WHAT TO DO »
Rewrite the passage of the article about changing attitudes toward missionaries below, starting with the words "Why do we preach" and ending after "of the mandate?", with "necessity" substituted for "priority".

This is an article from the January-February 1998 issue: A Pastor with a Passion for the Unreached Peoples

We Changed Our Attitude About Missionaries

We Changed Our Attitude About Missionaries

Why do we preach missions as a priority and respond to mission needs and opportunities as options, attachments, and often as distractions? Does the way in which the local church responds to the world missions mandate lack credibility? Does the local church comprehend the extent and nature of the mandate?

These are serious questions in light of the method I was using as a pastor for my involvement in mission endeavors. Although I had a thorough commitment to world missions, I had followed, without question, the usual method of “supporting missionaries.” One day it occurred to me that I needed to ask some hard questions. Why do churches have such different approaches to local staff as compared to foreign staff? Why is the work at home “ours” when the work abroad is “theirs”?

DATASET ENTRIES »
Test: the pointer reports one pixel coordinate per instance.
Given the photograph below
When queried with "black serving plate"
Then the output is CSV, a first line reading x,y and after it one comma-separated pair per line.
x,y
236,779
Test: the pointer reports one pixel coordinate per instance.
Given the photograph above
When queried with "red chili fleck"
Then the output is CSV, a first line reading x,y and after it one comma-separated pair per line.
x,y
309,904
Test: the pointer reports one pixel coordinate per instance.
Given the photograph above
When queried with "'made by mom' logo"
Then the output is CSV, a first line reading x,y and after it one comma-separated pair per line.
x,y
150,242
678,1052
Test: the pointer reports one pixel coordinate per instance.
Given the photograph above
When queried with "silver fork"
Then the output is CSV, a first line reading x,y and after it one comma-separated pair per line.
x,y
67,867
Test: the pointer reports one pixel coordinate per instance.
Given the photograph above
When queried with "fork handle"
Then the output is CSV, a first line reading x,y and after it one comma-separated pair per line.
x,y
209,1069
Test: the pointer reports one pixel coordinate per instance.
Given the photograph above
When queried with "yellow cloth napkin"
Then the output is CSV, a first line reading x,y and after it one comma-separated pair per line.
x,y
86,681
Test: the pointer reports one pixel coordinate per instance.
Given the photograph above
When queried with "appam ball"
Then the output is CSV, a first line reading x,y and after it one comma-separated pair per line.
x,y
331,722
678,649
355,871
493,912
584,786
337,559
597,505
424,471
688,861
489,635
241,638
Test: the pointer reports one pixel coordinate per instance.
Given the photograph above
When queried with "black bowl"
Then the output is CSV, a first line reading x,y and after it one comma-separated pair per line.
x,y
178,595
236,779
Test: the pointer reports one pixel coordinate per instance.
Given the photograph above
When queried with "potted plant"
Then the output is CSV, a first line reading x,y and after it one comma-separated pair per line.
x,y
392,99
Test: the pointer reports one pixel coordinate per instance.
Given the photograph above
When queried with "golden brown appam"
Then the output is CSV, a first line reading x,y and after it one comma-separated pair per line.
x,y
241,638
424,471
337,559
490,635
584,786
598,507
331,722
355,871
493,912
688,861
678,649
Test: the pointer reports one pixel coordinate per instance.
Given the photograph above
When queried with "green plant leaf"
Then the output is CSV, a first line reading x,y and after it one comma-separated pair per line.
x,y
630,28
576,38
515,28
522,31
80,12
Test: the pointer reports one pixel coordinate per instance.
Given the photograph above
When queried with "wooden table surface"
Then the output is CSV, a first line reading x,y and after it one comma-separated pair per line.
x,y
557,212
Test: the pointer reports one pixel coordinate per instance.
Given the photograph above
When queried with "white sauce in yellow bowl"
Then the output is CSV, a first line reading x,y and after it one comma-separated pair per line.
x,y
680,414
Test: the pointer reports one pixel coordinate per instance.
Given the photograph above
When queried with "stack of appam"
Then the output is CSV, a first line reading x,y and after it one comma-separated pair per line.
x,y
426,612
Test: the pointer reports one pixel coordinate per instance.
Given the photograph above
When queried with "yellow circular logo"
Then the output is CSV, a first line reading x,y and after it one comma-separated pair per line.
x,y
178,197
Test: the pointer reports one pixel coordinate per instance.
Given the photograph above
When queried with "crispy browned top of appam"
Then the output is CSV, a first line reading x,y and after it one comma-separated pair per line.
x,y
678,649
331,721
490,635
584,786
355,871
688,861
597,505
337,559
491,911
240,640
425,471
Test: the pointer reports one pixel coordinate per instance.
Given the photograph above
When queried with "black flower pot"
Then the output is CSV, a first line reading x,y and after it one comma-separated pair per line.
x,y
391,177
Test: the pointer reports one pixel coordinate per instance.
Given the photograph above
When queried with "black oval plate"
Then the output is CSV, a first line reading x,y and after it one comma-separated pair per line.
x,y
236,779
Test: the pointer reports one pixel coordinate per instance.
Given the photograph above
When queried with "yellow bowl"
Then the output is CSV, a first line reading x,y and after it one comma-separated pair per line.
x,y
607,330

RESULT FOR THIS EXERCISE »
Why do we preach missions as a necessity and respond to mission needs and opportunities as options, attachments, and often as distractions? Does the way in which the local church responds to the world missions mandate lack credibility? Does the local church comprehend the extent and nature of the mandate?